= Collection entries =
-*-

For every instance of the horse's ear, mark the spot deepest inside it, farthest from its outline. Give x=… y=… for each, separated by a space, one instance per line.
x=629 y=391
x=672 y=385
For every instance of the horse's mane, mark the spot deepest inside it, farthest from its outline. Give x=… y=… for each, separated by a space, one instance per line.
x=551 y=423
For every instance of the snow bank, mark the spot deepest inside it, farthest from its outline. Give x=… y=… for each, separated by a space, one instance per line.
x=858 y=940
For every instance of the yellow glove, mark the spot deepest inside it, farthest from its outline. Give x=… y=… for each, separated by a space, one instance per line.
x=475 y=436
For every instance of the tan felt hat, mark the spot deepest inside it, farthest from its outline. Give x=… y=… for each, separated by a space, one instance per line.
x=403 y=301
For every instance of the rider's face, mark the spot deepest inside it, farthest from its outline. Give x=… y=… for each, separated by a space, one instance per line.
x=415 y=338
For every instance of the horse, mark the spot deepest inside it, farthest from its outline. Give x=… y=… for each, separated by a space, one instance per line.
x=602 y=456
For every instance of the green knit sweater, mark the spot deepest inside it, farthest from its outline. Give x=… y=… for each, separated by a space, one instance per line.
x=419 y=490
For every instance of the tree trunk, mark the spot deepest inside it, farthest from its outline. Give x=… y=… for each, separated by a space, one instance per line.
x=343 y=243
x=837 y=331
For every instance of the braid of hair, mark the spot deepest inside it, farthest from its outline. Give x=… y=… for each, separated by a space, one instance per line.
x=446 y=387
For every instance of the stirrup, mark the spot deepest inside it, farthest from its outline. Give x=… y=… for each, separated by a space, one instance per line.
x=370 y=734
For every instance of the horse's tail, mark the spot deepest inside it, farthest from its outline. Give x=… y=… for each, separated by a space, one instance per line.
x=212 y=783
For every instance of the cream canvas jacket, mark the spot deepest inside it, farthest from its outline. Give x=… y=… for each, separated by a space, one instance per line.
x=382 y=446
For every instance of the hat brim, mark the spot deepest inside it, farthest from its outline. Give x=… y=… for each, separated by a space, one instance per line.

-*-

= What you will do =
Return exactly the lines from the line holding "For every instance of the tan" to the last line of the data, with both of those lines included and nothing added.

= Response to this task =
For every instance of the tan felt hat, mark the spot deepest inside it, farthest from its outline. Give x=… y=… for each, separated by a space, one instance per line.
x=403 y=301
For every instance of the rider's face, mark the spot deepest inside it, farthest from its outline. Give x=… y=… for each, separated by a space, one instance per line.
x=415 y=338
For every instance of the horse, mark the spot deepest inside it, farthest from its outline. Give x=… y=… for each, separated by a space, one instance per line.
x=602 y=456
For every instance of the green knit sweater, mark the spot deepest inside it, farthest from its outline. Give x=… y=… for each, separated by a space, one instance per line.
x=419 y=490
For every instance of the tree trunk, mark the spot deepest inside it, farthest from its outline. Give x=… y=… for each, separated by a space, one instance per line.
x=343 y=243
x=837 y=331
For every instance of the braid of hair, mark the spot deepest inside it, farthest from its outline. Give x=… y=… for each, separated by a space, one instance per line.
x=446 y=387
For every instance of the stirrup, mark the spot deepest inside it, farthest from its outline. Give x=… y=… for each, separated by a space, one instance per line.
x=370 y=734
For every instance of the horse's tail, mark the spot deepest inside it, farthest from its outline. Give x=… y=… for each, separated by a space, one instance per line.
x=212 y=783
For every instance of the cream canvas jacket, mark the spot deepest inside it, farthest from its outline. Give x=… y=… for each, separated by a space, one instance per line.
x=382 y=446
For every instance of the hat brim, mark the spot deepest inside it, farthest from its outline. Give x=… y=… for each, separated by a space, one instance per line.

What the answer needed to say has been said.